-- Opening Marker --

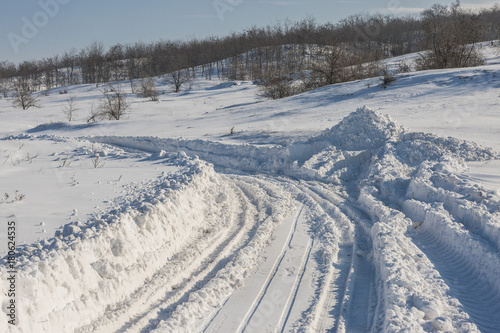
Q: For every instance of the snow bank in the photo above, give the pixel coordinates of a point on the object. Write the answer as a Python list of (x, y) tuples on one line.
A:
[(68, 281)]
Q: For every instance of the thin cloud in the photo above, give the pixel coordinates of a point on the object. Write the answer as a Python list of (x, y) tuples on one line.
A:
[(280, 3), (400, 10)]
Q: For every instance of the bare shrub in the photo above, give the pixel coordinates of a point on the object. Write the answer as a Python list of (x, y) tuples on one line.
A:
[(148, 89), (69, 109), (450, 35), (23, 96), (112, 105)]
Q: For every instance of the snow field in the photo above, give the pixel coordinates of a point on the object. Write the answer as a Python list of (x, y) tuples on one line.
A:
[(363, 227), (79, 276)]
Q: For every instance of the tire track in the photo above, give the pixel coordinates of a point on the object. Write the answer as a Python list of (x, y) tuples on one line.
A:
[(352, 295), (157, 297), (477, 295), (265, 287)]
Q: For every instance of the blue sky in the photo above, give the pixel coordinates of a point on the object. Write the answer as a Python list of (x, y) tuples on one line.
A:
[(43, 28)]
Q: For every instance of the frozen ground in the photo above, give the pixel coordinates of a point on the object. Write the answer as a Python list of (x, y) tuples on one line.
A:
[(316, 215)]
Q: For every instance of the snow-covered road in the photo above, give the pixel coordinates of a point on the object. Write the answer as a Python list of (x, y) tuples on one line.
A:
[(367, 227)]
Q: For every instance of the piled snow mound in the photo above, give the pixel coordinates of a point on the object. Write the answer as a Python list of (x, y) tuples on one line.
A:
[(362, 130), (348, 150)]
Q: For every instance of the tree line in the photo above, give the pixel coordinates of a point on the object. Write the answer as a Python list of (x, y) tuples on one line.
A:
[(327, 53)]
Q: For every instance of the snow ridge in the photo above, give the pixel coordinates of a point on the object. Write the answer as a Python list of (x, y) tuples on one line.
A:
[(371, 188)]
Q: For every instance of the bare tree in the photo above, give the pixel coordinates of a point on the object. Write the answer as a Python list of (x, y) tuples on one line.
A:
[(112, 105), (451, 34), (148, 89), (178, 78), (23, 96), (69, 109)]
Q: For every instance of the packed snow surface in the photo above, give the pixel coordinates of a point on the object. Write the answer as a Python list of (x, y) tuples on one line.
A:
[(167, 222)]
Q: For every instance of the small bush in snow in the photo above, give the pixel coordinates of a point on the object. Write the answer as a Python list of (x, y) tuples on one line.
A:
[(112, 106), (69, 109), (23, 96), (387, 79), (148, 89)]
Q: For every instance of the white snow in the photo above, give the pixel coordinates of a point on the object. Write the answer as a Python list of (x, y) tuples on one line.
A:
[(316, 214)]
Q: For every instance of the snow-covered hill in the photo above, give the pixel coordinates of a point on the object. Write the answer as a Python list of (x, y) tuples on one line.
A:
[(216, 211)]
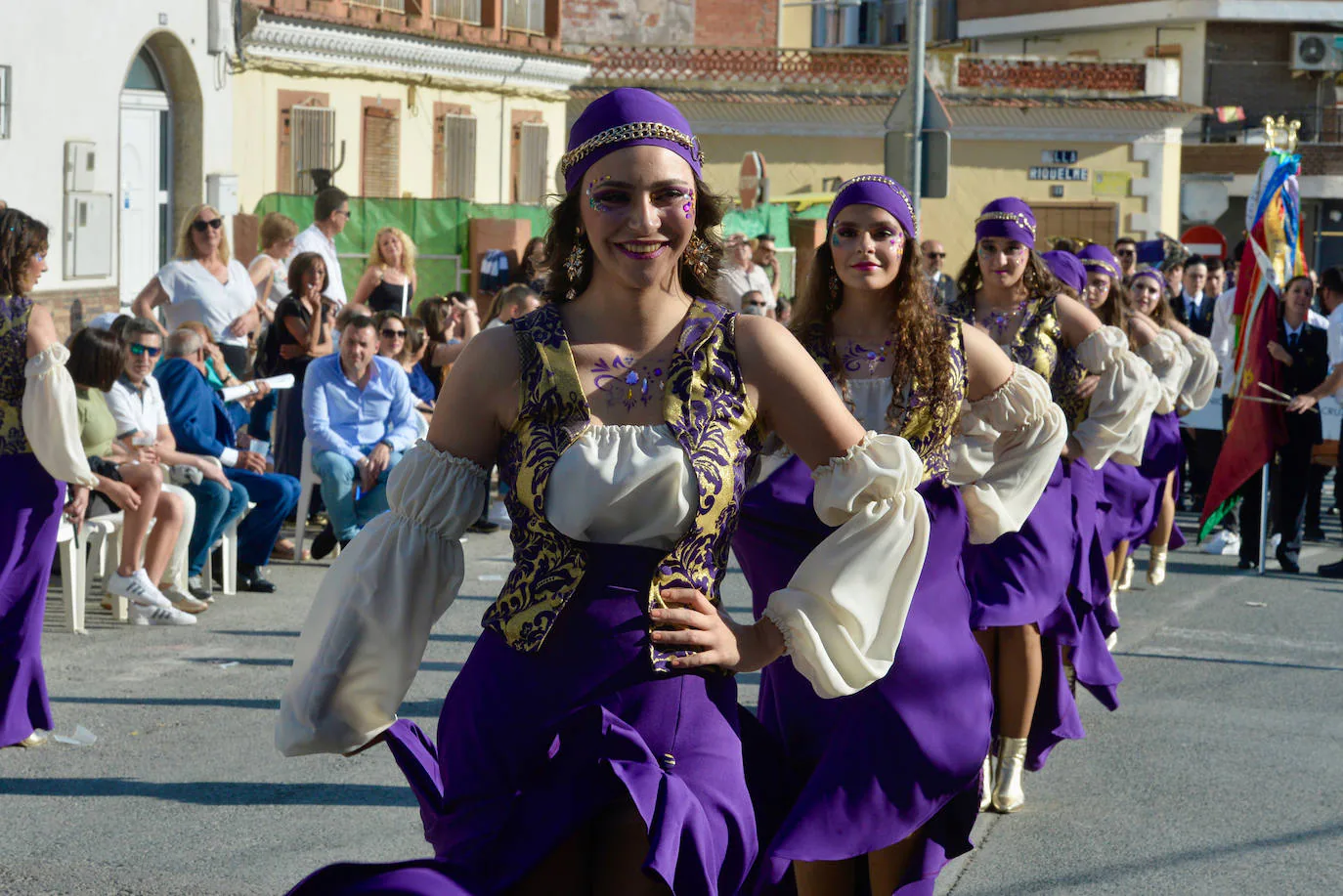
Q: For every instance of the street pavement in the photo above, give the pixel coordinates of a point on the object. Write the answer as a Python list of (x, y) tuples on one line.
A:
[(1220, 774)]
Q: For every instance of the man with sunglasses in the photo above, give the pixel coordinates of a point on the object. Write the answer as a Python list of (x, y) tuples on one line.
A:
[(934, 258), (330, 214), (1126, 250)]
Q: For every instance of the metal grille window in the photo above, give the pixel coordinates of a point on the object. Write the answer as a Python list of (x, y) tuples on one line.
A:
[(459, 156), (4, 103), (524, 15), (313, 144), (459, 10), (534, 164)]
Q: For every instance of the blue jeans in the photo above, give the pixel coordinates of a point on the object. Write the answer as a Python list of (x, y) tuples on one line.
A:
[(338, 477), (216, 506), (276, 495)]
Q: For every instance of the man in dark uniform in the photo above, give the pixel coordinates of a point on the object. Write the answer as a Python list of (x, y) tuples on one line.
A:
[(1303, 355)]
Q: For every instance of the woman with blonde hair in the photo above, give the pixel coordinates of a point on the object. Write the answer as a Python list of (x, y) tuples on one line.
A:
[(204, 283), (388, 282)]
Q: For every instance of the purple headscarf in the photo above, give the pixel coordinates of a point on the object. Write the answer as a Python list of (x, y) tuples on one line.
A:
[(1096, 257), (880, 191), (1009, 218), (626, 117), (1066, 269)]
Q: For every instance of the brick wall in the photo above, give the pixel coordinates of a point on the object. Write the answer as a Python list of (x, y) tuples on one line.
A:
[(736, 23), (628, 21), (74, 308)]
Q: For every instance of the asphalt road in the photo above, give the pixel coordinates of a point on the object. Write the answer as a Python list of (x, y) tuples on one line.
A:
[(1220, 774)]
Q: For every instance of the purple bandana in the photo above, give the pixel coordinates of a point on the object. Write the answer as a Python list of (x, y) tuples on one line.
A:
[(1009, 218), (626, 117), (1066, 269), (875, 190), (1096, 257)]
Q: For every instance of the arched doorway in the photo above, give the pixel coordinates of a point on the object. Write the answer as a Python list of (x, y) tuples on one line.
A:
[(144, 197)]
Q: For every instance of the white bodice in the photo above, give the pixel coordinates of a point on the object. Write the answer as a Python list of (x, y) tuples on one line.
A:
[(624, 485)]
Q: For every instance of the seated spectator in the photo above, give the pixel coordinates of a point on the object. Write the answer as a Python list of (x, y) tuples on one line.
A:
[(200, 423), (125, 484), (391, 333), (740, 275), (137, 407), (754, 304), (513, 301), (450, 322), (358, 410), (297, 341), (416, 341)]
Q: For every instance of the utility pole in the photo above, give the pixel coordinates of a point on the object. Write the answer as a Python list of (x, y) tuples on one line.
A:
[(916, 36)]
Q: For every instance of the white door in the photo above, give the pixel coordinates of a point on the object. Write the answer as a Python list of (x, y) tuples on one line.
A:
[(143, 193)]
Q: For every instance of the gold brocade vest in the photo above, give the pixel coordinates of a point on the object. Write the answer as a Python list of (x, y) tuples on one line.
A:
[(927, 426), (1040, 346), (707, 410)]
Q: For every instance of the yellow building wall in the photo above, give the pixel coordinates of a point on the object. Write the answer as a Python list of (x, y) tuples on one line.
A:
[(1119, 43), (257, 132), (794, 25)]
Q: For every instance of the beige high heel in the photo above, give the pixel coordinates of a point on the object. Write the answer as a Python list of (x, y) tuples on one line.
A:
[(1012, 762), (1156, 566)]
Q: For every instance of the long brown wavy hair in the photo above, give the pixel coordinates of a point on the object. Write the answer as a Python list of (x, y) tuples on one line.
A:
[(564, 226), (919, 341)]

-- Closing Marker --

_WHAT TO DO:_
Filter the entries above and copy only the lines that hold "with".

_YOUR RESPONSE:_
Q: For every instance of the man with sunglasses in the photo above, give the pixel coordinates of a point on the object. Write the answer as a Python list of (x, y) tuples on one line.
Q: For every instance of the woman with blonde hair in the photo above, give the pixel coordinates of a point on the object. Write the answer as a Python list of (x, y) tuples on one line.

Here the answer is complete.